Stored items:
###

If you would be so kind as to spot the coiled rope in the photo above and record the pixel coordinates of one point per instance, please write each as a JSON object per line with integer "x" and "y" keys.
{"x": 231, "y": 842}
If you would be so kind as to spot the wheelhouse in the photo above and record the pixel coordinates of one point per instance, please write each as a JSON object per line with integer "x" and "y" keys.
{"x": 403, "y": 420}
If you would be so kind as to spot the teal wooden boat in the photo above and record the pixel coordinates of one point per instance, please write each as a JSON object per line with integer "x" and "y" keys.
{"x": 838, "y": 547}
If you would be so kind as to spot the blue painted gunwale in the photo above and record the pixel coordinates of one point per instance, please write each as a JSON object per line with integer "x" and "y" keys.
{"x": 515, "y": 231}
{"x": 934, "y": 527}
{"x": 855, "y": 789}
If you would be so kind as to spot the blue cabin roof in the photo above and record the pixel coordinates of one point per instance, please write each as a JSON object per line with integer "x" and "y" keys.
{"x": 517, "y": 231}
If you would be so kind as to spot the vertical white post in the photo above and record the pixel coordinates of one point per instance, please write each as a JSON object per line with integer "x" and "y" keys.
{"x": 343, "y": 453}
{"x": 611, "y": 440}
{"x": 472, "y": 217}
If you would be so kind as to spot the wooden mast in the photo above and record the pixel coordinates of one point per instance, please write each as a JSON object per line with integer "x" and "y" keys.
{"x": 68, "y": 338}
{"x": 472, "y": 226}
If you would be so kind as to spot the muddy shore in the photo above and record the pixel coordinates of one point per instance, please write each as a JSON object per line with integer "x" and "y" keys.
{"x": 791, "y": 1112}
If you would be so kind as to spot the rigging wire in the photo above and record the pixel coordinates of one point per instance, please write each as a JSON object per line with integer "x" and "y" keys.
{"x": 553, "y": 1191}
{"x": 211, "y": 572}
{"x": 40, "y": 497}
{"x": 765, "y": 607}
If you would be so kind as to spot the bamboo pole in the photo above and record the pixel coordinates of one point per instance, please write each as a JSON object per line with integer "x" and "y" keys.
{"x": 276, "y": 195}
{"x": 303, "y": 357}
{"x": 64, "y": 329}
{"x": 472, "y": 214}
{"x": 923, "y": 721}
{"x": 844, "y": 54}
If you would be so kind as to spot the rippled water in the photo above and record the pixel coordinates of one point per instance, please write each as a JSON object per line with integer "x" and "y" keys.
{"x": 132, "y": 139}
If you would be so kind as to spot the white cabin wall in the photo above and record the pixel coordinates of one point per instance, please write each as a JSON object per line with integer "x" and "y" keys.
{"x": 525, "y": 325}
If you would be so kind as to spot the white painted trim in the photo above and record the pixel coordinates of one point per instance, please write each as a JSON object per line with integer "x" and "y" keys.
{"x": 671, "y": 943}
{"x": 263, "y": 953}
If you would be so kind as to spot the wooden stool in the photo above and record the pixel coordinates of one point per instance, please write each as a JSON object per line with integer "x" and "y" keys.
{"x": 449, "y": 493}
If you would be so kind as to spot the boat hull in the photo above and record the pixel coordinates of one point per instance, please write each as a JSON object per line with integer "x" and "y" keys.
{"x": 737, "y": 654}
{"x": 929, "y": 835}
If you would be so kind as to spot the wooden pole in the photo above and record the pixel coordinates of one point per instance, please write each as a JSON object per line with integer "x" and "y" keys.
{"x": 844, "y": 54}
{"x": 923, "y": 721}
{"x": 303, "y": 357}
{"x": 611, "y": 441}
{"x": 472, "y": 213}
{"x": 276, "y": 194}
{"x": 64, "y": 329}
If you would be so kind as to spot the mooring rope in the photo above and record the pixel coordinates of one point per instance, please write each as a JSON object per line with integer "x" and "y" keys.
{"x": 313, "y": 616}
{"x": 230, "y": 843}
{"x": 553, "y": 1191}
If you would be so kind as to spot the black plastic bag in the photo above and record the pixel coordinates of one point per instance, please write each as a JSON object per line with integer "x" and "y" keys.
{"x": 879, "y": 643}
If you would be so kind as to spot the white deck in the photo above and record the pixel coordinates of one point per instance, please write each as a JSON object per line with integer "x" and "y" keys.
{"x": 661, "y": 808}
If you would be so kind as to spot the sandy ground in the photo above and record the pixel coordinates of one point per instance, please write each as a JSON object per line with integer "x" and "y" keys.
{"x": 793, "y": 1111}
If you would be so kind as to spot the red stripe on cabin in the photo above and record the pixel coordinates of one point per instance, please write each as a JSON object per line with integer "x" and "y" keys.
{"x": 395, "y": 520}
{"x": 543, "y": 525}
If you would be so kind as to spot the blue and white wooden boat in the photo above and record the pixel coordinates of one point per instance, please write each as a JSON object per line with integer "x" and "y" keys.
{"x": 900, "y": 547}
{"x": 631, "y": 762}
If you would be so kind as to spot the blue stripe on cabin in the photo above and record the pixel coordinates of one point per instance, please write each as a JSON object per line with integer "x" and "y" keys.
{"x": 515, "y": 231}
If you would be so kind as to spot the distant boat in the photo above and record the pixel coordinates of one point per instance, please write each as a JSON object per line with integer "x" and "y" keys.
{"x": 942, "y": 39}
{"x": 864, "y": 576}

###

◆ **Objective**
Copy all of the items above word for word, keeping them in their original order.

◆ **The completed task**
If you would be so kind as to spot the coiled rope in the photo above and record the pixel coordinates of one point per instance, please write each as a JSON object per line with integer "x" and "y" keys.
{"x": 231, "y": 842}
If you would be so kind as to spot the wheelhouse in the photo above and record the pixel coordinates of one point per instance, please write each as a JSON object per line with integer "x" and "y" keys.
{"x": 403, "y": 420}
If you would be so kind as to spot the teal wooden boat in the photo above and record the pixel coordinates of one point per instance, please write each as a JSON object per line with integer "x" and "y" keys.
{"x": 838, "y": 547}
If you would be so kind as to spot the blue painted gunwale in the photo above and record the pixel coordinates of one point per instance, please write each as a JSON object per line with integer "x" and "y" keys.
{"x": 515, "y": 231}
{"x": 934, "y": 527}
{"x": 855, "y": 789}
If you would be so kind as to spot the blue cabin roof in the photo above and record the pixel coordinates of one point per instance, please write each as a JSON object per line with integer "x" and "y" keys.
{"x": 517, "y": 231}
If you would be so kind as to spot the vertical white post in the photo above and record the pixel coordinates of one point per instance, please write each as a JSON object per line with integer "x" and "y" keys.
{"x": 343, "y": 453}
{"x": 611, "y": 440}
{"x": 472, "y": 217}
If you would be so kind as to spot the wooden mast in the photo above and record the pixel coordinates of one point per instance, please write each as a JSON object per line with integer "x" and "y" keys.
{"x": 68, "y": 338}
{"x": 472, "y": 226}
If you would be so kind as to spot the muddy shore in the photo above and record the pixel coordinates of one point per instance, please write each as a JSON object per line with integer "x" and "y" keys.
{"x": 791, "y": 1112}
If you would be so kind as to spot the rigging wire in the photo above and record the pixel coordinates of one point per instance, please write each as a JSON object per line with integer "x" and "y" keys.
{"x": 553, "y": 1191}
{"x": 211, "y": 572}
{"x": 40, "y": 497}
{"x": 765, "y": 607}
If you would be so kind as to spot the bamboo pole in the photo above and record the pixel coordinates of one point per instance, please write each as a JSON object per line with integer "x" and "y" keys.
{"x": 276, "y": 195}
{"x": 303, "y": 357}
{"x": 64, "y": 329}
{"x": 472, "y": 214}
{"x": 923, "y": 721}
{"x": 844, "y": 54}
If you would be so kind as to spot the rippled water in the photo above and record the pixel coordinates of one point per instance, please write each as a JSON object per line with integer "x" and "y" keys.
{"x": 132, "y": 139}
If you would be so kind as to spot the white cabin wall in the photo above and record the pixel coordinates of one point per instance, please write each as a JSON object per line with integer "x" and "y" keys.
{"x": 525, "y": 325}
If you would be so kind as to spot the white painted trim in the photo above and record the pixel coordinates of one point per instance, please write each as a JSON object per line with integer "x" and "y" keys.
{"x": 671, "y": 943}
{"x": 263, "y": 953}
If you would be so kind as to spot the wooden stool in the photo above and record the pixel coordinates of one point per instance, please write each as a JSON object per line with integer "x" and "y" keys.
{"x": 449, "y": 493}
If you would be so kind as to spot the boat hull in the photo above and record the pixel coordinates of one point per instance, please write each as a JSON object per line with integer "x" and "y" keys.
{"x": 737, "y": 654}
{"x": 929, "y": 835}
If you would be so kind as to spot the wooden pole in the photo above and record the pixel coordinates of one point per instance, please write each as a JSON object per line with integer "x" and "y" keys.
{"x": 844, "y": 54}
{"x": 923, "y": 721}
{"x": 303, "y": 357}
{"x": 611, "y": 441}
{"x": 472, "y": 213}
{"x": 276, "y": 194}
{"x": 64, "y": 329}
If you would be so kind as to spot the mooring rope in the photo above and record the pixel coordinates of one point per instance, please write each as a JSON object per line with integer "x" and "y" keys.
{"x": 313, "y": 616}
{"x": 230, "y": 843}
{"x": 553, "y": 1191}
If you would be so kind as to spot the black plastic bag in the photo above and record the pixel coordinates of one point per instance, please write each as a JSON object per line with integer "x" and "y" keys.
{"x": 879, "y": 643}
If you would be so kind as to spot the white deck in the photo above and record the pixel coordinates of one point per instance, please write each as a JSON object per line with integer "x" and "y" keys.
{"x": 661, "y": 808}
If you would be so kind as to spot the sandy ground in the photo above and record the pixel coordinates of one point per instance, please write each as a JSON object per line with integer "x" and "y" keys.
{"x": 793, "y": 1111}
If you would be so kind as to spot the red stripe on cabin in the photo above and record the pixel coordinates of one point per instance, please write each as a JSON object per line with integer "x" and "y" keys.
{"x": 395, "y": 520}
{"x": 543, "y": 525}
If you would be so kind as to spot the blue and white wooden boat in the photo above and record the pixel coordinates of one point per instance, please write each as a JSON object per line with integer "x" and "y" keys.
{"x": 900, "y": 547}
{"x": 631, "y": 762}
If you would be so kind as to spot the blue stripe on cabin in the photo above and record the pixel coordinates of one point per instance, please write each as a JSON object per line with integer "x" and "y" keys.
{"x": 515, "y": 231}
If you would be so kind as to spot the distant boat in the photo above and record the pixel coordinates of one point per instance, please write each as a JSON object per line with integer "x" and "y" keys.
{"x": 942, "y": 39}
{"x": 864, "y": 576}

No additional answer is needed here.